▽

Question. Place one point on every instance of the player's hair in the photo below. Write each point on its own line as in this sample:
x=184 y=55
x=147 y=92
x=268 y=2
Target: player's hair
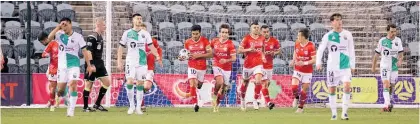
x=225 y=26
x=196 y=28
x=42 y=36
x=65 y=19
x=265 y=27
x=304 y=32
x=390 y=26
x=335 y=15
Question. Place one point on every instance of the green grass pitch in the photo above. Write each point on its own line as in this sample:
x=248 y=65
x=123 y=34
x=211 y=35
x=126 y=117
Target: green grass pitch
x=206 y=116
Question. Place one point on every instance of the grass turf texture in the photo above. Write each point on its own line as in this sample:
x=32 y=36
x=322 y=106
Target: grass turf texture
x=206 y=116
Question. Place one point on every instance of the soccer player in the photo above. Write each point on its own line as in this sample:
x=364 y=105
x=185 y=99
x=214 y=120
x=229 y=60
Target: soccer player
x=51 y=51
x=391 y=50
x=272 y=48
x=303 y=59
x=95 y=45
x=340 y=65
x=252 y=46
x=136 y=61
x=200 y=50
x=224 y=54
x=150 y=65
x=69 y=44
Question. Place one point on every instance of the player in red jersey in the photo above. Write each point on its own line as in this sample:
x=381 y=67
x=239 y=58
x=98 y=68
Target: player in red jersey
x=272 y=48
x=224 y=54
x=200 y=49
x=303 y=60
x=150 y=65
x=51 y=51
x=253 y=50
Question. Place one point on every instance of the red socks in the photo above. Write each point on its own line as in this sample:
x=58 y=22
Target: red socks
x=266 y=95
x=257 y=91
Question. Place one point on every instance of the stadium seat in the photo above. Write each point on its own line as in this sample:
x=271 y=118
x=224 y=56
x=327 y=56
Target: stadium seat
x=241 y=29
x=292 y=13
x=36 y=29
x=143 y=10
x=317 y=31
x=13 y=67
x=207 y=30
x=253 y=11
x=23 y=68
x=43 y=65
x=414 y=10
x=399 y=14
x=23 y=13
x=184 y=30
x=197 y=13
x=167 y=31
x=407 y=31
x=235 y=14
x=65 y=10
x=179 y=13
x=46 y=13
x=6 y=48
x=281 y=31
x=270 y=11
x=7 y=9
x=295 y=27
x=49 y=26
x=309 y=14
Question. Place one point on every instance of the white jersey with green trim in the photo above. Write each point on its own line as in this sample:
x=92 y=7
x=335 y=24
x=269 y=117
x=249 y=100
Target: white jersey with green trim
x=341 y=53
x=136 y=41
x=68 y=49
x=389 y=49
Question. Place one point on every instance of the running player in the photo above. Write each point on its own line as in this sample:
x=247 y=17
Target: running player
x=272 y=48
x=340 y=65
x=391 y=50
x=303 y=59
x=69 y=43
x=136 y=61
x=224 y=54
x=95 y=45
x=51 y=51
x=253 y=50
x=200 y=50
x=150 y=65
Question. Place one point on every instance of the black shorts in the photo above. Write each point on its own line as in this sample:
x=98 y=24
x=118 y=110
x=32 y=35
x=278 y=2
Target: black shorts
x=100 y=71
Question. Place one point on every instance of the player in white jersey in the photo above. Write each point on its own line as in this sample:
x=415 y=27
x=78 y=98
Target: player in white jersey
x=136 y=60
x=340 y=64
x=391 y=50
x=69 y=44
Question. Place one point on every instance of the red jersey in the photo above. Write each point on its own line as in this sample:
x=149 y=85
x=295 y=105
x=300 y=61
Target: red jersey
x=222 y=50
x=150 y=57
x=271 y=45
x=52 y=50
x=197 y=47
x=304 y=53
x=253 y=59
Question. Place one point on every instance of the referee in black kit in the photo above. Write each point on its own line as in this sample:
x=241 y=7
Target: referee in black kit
x=95 y=45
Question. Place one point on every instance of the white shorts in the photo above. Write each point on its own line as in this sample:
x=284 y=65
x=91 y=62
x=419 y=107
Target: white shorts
x=303 y=77
x=220 y=72
x=51 y=77
x=136 y=72
x=268 y=74
x=248 y=72
x=387 y=74
x=149 y=76
x=335 y=78
x=197 y=74
x=65 y=75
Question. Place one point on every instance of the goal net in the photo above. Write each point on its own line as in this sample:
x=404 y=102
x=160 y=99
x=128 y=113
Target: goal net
x=170 y=22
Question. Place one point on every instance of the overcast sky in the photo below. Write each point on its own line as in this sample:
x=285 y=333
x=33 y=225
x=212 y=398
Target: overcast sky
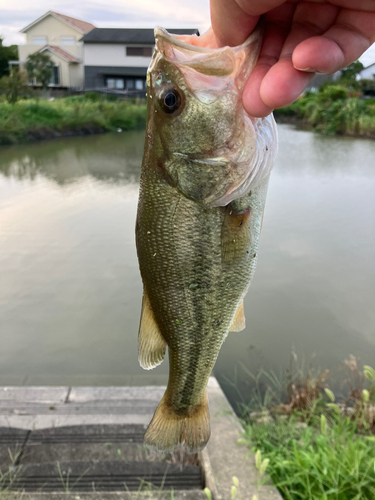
x=16 y=14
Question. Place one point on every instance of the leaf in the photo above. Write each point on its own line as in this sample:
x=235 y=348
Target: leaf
x=330 y=394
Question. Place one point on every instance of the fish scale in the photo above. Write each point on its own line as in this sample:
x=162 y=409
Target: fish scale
x=197 y=226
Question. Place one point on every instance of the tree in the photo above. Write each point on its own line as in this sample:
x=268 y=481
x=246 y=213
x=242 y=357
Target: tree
x=349 y=74
x=7 y=53
x=15 y=85
x=39 y=66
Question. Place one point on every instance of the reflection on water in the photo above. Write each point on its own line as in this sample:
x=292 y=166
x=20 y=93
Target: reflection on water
x=70 y=289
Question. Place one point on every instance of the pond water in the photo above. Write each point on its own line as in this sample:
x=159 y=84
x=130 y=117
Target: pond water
x=70 y=290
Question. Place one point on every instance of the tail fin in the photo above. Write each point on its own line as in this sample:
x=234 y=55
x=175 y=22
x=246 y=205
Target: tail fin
x=168 y=430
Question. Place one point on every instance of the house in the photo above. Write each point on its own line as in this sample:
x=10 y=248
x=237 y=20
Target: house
x=367 y=73
x=117 y=59
x=60 y=36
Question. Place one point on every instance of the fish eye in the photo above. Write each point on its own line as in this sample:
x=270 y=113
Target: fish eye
x=170 y=100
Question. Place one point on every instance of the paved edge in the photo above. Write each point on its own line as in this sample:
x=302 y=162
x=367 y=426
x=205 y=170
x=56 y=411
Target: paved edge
x=178 y=495
x=225 y=458
x=222 y=459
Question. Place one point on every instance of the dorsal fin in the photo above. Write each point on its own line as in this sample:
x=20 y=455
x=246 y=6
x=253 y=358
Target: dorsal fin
x=239 y=322
x=151 y=343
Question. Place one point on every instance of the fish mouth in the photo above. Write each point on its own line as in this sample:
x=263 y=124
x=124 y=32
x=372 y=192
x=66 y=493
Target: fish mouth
x=202 y=55
x=205 y=43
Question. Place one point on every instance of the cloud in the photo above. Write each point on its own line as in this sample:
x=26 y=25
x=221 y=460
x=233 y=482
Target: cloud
x=119 y=13
x=368 y=57
x=15 y=15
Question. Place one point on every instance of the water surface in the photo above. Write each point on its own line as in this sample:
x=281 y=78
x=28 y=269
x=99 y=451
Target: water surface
x=70 y=290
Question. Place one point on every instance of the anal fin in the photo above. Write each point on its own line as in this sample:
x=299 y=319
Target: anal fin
x=239 y=322
x=151 y=343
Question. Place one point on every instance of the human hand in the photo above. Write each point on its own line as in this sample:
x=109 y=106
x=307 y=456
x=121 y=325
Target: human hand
x=300 y=38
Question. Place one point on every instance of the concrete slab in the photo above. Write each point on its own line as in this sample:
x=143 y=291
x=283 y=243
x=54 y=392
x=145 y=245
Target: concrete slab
x=107 y=476
x=103 y=394
x=34 y=408
x=35 y=422
x=45 y=395
x=11 y=443
x=177 y=495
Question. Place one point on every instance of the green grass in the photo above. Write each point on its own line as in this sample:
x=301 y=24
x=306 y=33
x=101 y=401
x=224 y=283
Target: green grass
x=315 y=449
x=311 y=463
x=333 y=110
x=35 y=118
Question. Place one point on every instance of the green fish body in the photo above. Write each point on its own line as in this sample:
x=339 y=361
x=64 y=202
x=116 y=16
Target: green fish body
x=202 y=193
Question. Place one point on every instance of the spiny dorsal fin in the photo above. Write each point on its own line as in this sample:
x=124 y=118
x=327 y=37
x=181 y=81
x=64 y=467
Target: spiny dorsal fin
x=239 y=322
x=151 y=343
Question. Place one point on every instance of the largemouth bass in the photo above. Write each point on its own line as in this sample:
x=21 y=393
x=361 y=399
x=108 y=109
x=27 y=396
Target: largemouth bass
x=202 y=193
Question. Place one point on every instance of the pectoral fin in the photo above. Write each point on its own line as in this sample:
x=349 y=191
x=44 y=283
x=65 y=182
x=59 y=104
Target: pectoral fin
x=239 y=322
x=151 y=343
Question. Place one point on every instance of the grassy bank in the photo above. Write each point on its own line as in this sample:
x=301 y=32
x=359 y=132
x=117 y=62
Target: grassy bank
x=313 y=448
x=333 y=110
x=30 y=120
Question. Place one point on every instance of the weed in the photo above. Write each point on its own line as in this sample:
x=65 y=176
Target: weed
x=319 y=449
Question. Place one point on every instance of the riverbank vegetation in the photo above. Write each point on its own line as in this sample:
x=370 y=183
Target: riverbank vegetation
x=333 y=109
x=33 y=119
x=313 y=447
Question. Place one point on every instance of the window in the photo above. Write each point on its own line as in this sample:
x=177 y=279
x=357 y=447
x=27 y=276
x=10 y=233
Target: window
x=67 y=40
x=139 y=84
x=40 y=40
x=115 y=83
x=139 y=51
x=55 y=77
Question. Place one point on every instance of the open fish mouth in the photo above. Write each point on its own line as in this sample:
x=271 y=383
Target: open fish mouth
x=246 y=156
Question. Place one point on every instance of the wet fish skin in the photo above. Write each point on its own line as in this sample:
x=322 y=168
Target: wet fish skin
x=197 y=240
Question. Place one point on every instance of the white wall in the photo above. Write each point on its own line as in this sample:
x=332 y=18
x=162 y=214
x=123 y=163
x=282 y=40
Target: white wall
x=112 y=54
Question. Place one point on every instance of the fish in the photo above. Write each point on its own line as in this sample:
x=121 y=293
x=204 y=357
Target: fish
x=203 y=188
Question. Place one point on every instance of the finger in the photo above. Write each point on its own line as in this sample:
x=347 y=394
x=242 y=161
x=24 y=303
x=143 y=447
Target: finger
x=277 y=26
x=283 y=84
x=309 y=20
x=230 y=24
x=352 y=34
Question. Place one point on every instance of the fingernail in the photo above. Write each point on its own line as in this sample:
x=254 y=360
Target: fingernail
x=307 y=70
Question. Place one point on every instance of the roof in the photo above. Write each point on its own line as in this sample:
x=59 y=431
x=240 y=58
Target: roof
x=61 y=52
x=367 y=67
x=129 y=35
x=81 y=26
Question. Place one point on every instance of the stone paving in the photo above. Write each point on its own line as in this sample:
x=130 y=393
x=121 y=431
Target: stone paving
x=86 y=443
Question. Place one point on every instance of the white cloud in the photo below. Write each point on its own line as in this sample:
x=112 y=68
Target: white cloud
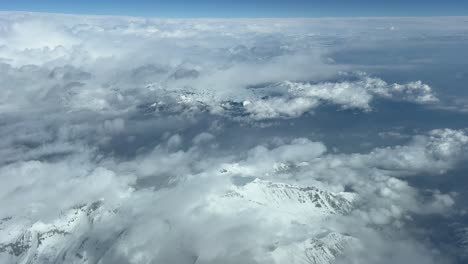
x=129 y=140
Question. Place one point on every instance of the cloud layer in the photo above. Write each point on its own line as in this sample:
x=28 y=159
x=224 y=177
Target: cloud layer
x=131 y=140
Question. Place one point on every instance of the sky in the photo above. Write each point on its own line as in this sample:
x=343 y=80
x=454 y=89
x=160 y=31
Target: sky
x=259 y=141
x=244 y=8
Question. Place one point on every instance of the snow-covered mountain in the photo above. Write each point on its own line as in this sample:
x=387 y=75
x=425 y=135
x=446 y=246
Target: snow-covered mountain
x=67 y=239
x=61 y=240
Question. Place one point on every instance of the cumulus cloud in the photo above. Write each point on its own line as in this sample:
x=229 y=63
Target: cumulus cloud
x=132 y=140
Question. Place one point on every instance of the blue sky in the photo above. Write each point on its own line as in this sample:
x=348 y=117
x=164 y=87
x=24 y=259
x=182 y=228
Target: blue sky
x=244 y=8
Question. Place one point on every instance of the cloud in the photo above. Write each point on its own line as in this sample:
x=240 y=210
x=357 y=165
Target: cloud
x=130 y=140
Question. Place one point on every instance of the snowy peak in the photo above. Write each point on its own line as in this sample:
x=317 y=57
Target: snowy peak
x=279 y=195
x=320 y=250
x=23 y=241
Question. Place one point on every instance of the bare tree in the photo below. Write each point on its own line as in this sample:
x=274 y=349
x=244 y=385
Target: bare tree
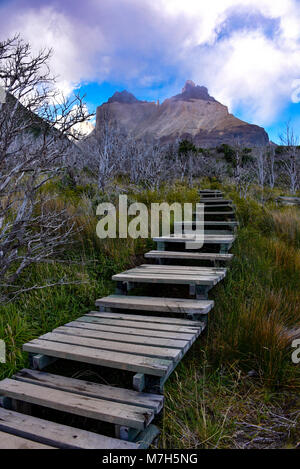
x=35 y=125
x=291 y=157
x=271 y=164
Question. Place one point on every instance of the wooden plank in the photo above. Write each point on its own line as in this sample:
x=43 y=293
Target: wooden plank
x=53 y=434
x=79 y=386
x=150 y=319
x=8 y=441
x=188 y=255
x=157 y=304
x=182 y=269
x=86 y=331
x=183 y=238
x=217 y=213
x=98 y=409
x=121 y=361
x=112 y=346
x=212 y=222
x=88 y=322
x=216 y=201
x=142 y=325
x=172 y=279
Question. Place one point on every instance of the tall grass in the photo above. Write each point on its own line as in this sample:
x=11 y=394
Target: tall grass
x=243 y=359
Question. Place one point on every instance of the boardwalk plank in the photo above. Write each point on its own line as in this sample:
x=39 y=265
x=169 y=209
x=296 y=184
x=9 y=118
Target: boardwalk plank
x=89 y=322
x=86 y=331
x=122 y=361
x=76 y=404
x=87 y=388
x=8 y=441
x=112 y=346
x=157 y=304
x=58 y=435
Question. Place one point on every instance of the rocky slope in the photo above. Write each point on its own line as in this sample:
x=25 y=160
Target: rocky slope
x=193 y=114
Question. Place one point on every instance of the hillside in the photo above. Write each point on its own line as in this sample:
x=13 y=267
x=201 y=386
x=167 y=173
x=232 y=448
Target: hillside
x=193 y=114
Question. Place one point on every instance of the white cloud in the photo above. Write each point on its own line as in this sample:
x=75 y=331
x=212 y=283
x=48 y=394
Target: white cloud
x=138 y=43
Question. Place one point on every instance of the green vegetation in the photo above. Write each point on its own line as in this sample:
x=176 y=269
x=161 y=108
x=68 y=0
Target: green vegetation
x=239 y=373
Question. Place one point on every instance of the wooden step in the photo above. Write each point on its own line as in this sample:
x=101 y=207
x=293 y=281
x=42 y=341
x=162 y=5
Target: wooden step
x=87 y=388
x=41 y=432
x=156 y=304
x=166 y=274
x=8 y=441
x=114 y=346
x=209 y=222
x=165 y=321
x=111 y=359
x=185 y=255
x=216 y=200
x=217 y=213
x=97 y=408
x=219 y=205
x=132 y=334
x=208 y=238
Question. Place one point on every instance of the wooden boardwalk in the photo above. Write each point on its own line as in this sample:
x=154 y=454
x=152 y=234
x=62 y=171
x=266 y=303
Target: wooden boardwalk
x=142 y=336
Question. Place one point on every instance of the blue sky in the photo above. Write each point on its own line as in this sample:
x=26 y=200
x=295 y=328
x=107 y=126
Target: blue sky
x=247 y=52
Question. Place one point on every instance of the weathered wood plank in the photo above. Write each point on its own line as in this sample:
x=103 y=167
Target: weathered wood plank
x=143 y=325
x=53 y=434
x=210 y=222
x=86 y=331
x=146 y=351
x=122 y=361
x=8 y=441
x=182 y=269
x=150 y=319
x=168 y=279
x=88 y=322
x=188 y=255
x=208 y=238
x=157 y=304
x=99 y=409
x=87 y=388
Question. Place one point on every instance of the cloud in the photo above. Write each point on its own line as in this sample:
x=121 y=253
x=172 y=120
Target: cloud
x=247 y=52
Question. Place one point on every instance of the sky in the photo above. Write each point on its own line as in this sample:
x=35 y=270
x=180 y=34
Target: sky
x=246 y=52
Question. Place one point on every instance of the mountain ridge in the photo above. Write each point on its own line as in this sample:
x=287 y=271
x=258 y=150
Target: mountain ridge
x=192 y=114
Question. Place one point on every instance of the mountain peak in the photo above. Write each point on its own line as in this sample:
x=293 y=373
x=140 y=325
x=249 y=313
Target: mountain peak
x=188 y=84
x=123 y=97
x=193 y=91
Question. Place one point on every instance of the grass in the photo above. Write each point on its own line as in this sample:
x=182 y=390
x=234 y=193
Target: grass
x=239 y=374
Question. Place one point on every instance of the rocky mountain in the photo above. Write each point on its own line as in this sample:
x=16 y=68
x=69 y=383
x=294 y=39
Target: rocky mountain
x=193 y=114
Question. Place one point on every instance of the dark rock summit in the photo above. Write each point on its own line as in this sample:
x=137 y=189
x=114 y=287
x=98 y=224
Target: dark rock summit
x=193 y=114
x=123 y=97
x=192 y=91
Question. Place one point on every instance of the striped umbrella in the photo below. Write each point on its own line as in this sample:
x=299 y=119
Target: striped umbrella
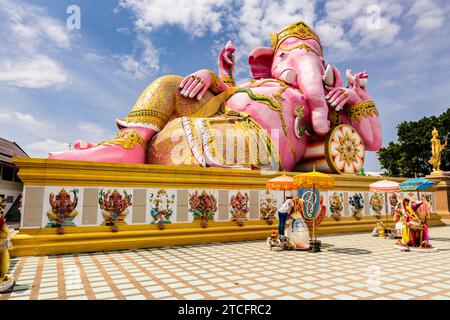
x=416 y=184
x=385 y=186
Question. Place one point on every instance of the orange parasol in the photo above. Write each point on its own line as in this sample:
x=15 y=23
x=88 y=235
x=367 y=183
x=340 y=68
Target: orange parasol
x=281 y=183
x=314 y=180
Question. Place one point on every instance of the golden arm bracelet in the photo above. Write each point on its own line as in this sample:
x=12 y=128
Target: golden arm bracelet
x=362 y=109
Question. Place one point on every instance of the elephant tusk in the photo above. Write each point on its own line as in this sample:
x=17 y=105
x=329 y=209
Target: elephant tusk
x=362 y=82
x=350 y=77
x=289 y=76
x=328 y=76
x=296 y=122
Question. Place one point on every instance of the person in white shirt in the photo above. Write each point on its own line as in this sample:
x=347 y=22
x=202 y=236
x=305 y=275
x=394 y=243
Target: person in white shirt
x=283 y=213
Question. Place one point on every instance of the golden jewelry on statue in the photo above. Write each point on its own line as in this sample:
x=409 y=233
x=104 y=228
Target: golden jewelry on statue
x=215 y=83
x=300 y=46
x=299 y=30
x=155 y=105
x=126 y=139
x=436 y=151
x=362 y=109
x=229 y=81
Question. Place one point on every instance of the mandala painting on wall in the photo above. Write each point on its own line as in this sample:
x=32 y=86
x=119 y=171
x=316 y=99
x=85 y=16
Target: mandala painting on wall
x=336 y=203
x=162 y=206
x=356 y=201
x=203 y=205
x=63 y=208
x=239 y=206
x=268 y=205
x=377 y=204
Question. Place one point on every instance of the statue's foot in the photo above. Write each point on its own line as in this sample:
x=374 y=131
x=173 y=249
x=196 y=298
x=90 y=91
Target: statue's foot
x=83 y=145
x=129 y=146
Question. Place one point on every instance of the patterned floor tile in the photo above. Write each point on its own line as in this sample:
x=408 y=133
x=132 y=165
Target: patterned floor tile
x=380 y=272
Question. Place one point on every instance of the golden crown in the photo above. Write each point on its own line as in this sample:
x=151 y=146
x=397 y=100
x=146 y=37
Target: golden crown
x=299 y=30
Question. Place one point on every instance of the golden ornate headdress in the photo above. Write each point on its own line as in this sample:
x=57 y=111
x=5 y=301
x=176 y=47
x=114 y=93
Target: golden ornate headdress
x=299 y=30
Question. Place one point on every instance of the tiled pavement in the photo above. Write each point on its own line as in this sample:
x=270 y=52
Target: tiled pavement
x=352 y=266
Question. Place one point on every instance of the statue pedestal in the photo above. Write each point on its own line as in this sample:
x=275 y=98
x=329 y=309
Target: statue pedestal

△

What you need to do: Render the part of the rows above that opens with the line containing "Question. Place one point on every instance of the reflection" and closes with the line containing "x=222 y=459", both included, as a JSON list of strings with one string per line and blank lines left out.

Answer to this problem:
[
  "Question. Place one point on every instance of the reflection on water in the photo above. Write each point on its own line as in this sample:",
  "x=292 y=166",
  "x=20 y=93",
  "Target: reflection on water",
  "x=70 y=289",
  "Question. Place one point on every instance of the pond water in the photo above. Write each point on its own line as in this sample:",
  "x=159 y=84",
  "x=130 y=117",
  "Target: pond water",
  "x=70 y=290",
  "Question. Place one point on every instance of the tail fin in the photo above. Write each point on its own line as in this sample:",
  "x=234 y=55",
  "x=175 y=22",
  "x=246 y=205",
  "Target: tail fin",
  "x=168 y=430",
  "Question. Place one point on every instance of the house in the photo above. Write each point on its own line as in this sample:",
  "x=10 y=248",
  "x=237 y=20",
  "Target: house",
  "x=367 y=73",
  "x=117 y=59",
  "x=60 y=36",
  "Question. Place one point on every instance of the fish eye in the photo above. Write each point on its own line as in this sample:",
  "x=270 y=113",
  "Target: fish eye",
  "x=170 y=100",
  "Question. Place one point on every instance of the paved edge in the photo above. Write each point on its own line as in this sample:",
  "x=302 y=162",
  "x=367 y=426",
  "x=205 y=170",
  "x=56 y=411",
  "Target: paved edge",
  "x=178 y=495",
  "x=225 y=458",
  "x=222 y=459"
]